→ **Selected passage**

(begin)

Analyzing CS trends from ICML and NIPS Research Papers

Introduction

Machine Learning (ML) is a hot buzzword in the field of data analytics and is often a popular application in the realm of Artificial Intelligence (AI). As many researchers try their best to come up with something new to beat state-of-the-art technologies, many research conferences see a significant increase in the number of paper submissions in the recent years. This brings us to several interesting questions: Is there a trend that we can spot in these conference paper submissions? Has there been a shift of focus in the various tracks in Machine Learning?

Setting up the environment

In [1]:
import json
import matplotlib.pyplot as plt
import numpy as np
import pandas as pd
import re
import seaborn as sns
from sklearn.cluster import KMeans, MiniBatchKMeans
from wordcloud import WordCloud
/Users/jovianlin/anaconda3/envs/python3/lib/python3.5/site-packages/IPython/html.py:14: ShimWarning: The `IPython.html` package has been deprecated. You should import from `notebook` instead. `IPython.html.widgets` has moved to `ipywidgets`.
  "`IPython.html.widgets` has moved to `ipywidgets`.", ShimWarning)
In [2]:
%matplotlib inline
sns.set(color_codes=True)
pd.set_option('max_colwidth', 500)

The pre-processed dataset

The International Conference on Machine Learning (ICML) and the Conference on Neural Information Processing Systems (NIPS) are two flagship machine learning conferences, largest by attendance and attract the most researchers from all areas of machine learning.

The dataset consists of ICML and NIPS papers from 2014 to 2016. The JSON files were crawled by @evandrix.

Reading in the JSON files

In [3]:
def jsonlines_to_df(file_path):
    with open(file_path) as f: 
        return pd.DataFrame(json.loads(line) for line in f)
In [4]:
icml = jsonlines_to_df('./data/icml.json')
nips = jsonlines_to_df('./data/nips.json')

As always, we have to clean and sanitize the dataset before we proceed to mine insights from it.

Cleaning the dataset

In [5]:
def clean_df(df, name):
    ordered_cols = ['_id', 'title', 'abstract', 'authors', 'date']
    df = df.loc[:, ordered_cols].copy()
    df['_id'] = df['_id'].astype(str)
    df['year'] = df['date'].astype(int)
    df['_id'] = ('%s_' % name) + df['_id']
    df['authors_str'] = df['authors'].apply(lambda x: ', '.join(x))
    df.drop('date', axis=1, inplace=True)
    return df[['_id', 'title', 'abstract', 'authors', 'authors_str', 'year']]
In [6]:
icml = clean_df(icml, 'icml').set_index('_id').sort_values('year', ascending=False)
nips = clean_df(nips, 'nips').set_index('_id').sort_values('year', ascending=False)

A preview of the cleaned dataset

In [7]:
icml.head(1)

(end)

Rewrite the stretch of the conference-paper notebook from "As always, we" through "df['_id'] = df['_id'].astype(str)", putting "tidy" in place of "sanitize". Work only from the text above.

→ **Collected material**
(begin)

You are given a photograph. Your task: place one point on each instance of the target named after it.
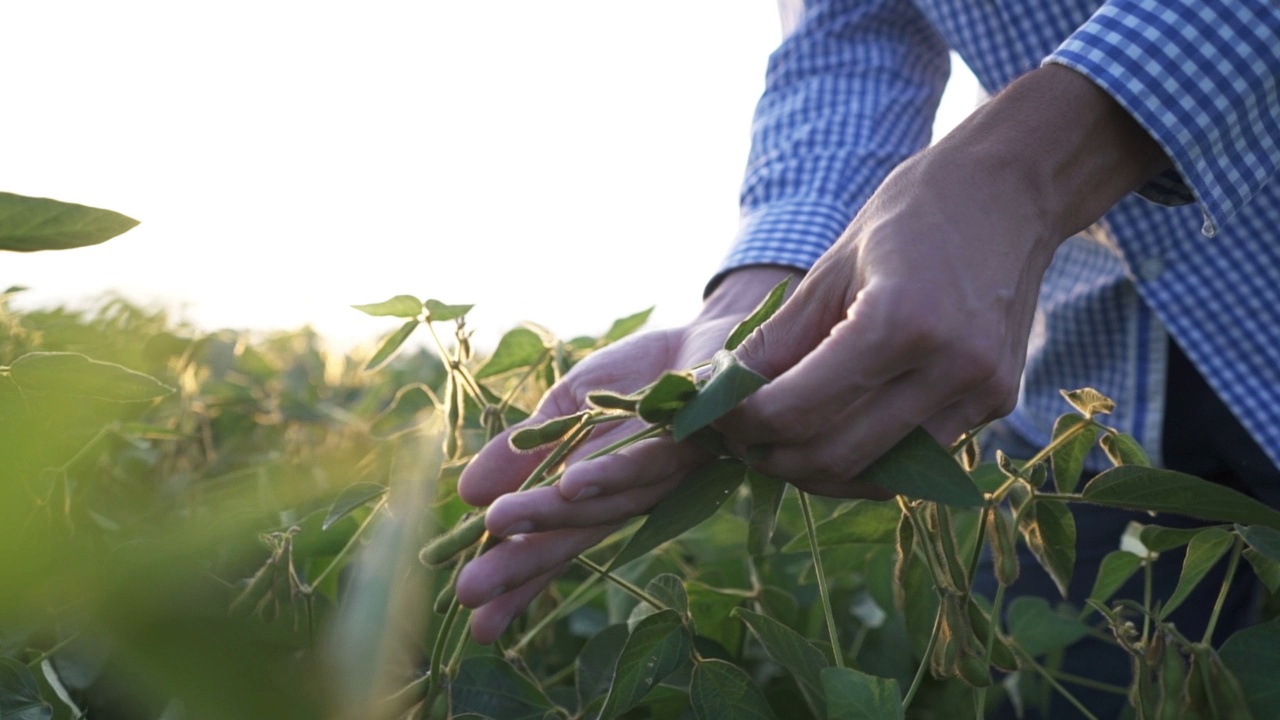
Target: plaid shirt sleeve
(1203, 78)
(849, 95)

(end)

→ **Final result**
As always, we have to clean and tidy the dataset before we proceed to mine insights from it.

Cleaning the dataset

In [5]:
def clean_df(df, name):
    ordered_cols = ['_id', 'title', 'abstract', 'authors', 'date']
    df = df.loc[:, ordered_cols].copy()
    df['_id'] = df['_id'].astype(str)